[Stored data entries]

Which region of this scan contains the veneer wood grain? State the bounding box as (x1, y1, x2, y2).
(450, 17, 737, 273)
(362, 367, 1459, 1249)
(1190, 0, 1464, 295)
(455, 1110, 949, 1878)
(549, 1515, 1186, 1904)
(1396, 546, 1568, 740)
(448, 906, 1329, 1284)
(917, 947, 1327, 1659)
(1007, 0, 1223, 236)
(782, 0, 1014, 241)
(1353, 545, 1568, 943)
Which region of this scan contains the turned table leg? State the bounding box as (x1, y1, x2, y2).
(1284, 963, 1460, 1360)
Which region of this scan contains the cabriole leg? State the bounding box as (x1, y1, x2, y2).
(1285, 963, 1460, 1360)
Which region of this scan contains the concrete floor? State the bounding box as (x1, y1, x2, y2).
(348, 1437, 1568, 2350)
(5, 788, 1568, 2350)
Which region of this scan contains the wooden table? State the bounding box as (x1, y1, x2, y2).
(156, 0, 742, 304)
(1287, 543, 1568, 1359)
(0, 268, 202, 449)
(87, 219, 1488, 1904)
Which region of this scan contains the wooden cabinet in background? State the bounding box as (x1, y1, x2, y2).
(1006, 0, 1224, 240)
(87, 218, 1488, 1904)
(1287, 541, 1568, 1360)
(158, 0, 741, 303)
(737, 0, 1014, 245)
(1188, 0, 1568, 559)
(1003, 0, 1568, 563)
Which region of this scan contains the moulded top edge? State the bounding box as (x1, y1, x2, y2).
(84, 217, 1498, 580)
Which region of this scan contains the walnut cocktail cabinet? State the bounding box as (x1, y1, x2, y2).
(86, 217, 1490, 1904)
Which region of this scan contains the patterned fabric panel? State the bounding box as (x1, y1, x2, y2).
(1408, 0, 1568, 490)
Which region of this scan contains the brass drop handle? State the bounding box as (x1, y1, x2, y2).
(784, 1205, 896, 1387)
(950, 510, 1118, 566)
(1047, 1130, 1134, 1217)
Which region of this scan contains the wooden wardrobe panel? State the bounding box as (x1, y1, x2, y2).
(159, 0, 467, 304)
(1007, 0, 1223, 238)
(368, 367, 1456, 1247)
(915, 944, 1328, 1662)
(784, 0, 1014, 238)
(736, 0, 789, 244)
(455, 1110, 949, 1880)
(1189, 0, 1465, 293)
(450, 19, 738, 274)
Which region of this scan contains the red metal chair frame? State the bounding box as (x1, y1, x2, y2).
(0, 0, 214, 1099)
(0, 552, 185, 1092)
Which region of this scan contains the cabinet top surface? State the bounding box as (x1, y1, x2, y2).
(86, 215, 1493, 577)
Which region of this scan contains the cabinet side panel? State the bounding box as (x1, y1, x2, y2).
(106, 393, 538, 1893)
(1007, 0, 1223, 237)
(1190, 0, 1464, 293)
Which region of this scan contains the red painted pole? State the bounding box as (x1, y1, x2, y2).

• [WHAT IS BEING ASKED]: Line by line, retype all the entries exactly as they are shown.

• [TASK ANSWER]:
Which region of this scan contains the veneer wood grain? State the bounding box as (x1, y1, x2, y2).
(450, 17, 737, 273)
(362, 367, 1459, 1249)
(1190, 0, 1464, 295)
(455, 1110, 949, 1878)
(549, 1515, 1186, 1904)
(1396, 546, 1568, 740)
(448, 906, 1329, 1284)
(917, 947, 1327, 1659)
(1007, 0, 1223, 236)
(782, 0, 1014, 241)
(1353, 545, 1568, 943)
Which region of this scan contains the turned table leg? State the bounding box as (x1, y1, x2, y2).
(1284, 963, 1460, 1360)
Which region of this scan contains the cabriole leg? State the bounding box as (x1, y1, x2, y2).
(1285, 963, 1460, 1360)
Which region of this scan contains the concrete floor? State the bounding box as (x1, y1, x2, y2).
(348, 1437, 1568, 2350)
(5, 788, 1568, 2350)
Which region of this scan contains the wooden table? State the bounding box as (x1, y1, x2, y2).
(156, 0, 742, 304)
(1287, 543, 1568, 1359)
(0, 268, 202, 449)
(87, 219, 1488, 1904)
Which region of this scan contains the wooden cabinet in background? State the bounding box as (x1, y1, x2, y2).
(1006, 0, 1224, 240)
(87, 218, 1488, 1904)
(1287, 541, 1568, 1360)
(158, 0, 741, 303)
(737, 0, 1014, 245)
(1188, 0, 1568, 559)
(1003, 0, 1568, 563)
Which region of this scan contains the moulded top edge? State the bounding box as (x1, y1, x2, y2).
(84, 217, 1498, 580)
Which region of this scan contains the walnut cocktail cabinet? State the bounding box as (x1, y1, x2, y2).
(86, 217, 1490, 1904)
Which region of this scan contains the patterned fabric panel? State the bounding box as (x1, y1, x2, y2).
(1408, 0, 1568, 490)
Which region of this scan contains the brass drop handle? State the bounding box as (x1, y1, x2, y2).
(784, 1205, 896, 1387)
(950, 510, 1118, 566)
(1047, 1130, 1134, 1217)
Which region of this scan contains the wooden wardrobe panel? State the bounding box as (x1, y1, x2, y2).
(159, 0, 467, 304)
(1007, 0, 1223, 238)
(368, 367, 1456, 1247)
(915, 944, 1328, 1662)
(784, 0, 1014, 238)
(736, 0, 789, 244)
(455, 1110, 949, 1880)
(1189, 0, 1465, 293)
(450, 19, 738, 274)
Which region of this scan contains the red metal chair frame? State the bounding box as (x1, y1, x2, y2).
(0, 0, 214, 1099)
(0, 552, 185, 1092)
Which region of this scan contains the cabinet top surface? State the bounding box as (x1, y1, x2, y2).
(86, 215, 1493, 577)
Which region of this scan contains the cabinet side panel? State the bounding box as (x1, y1, x2, y2).
(106, 393, 538, 1893)
(1007, 0, 1223, 237)
(1190, 0, 1464, 293)
Which region of this scan contains the red painted pole? State the bounding box as (x1, y1, x2, y2).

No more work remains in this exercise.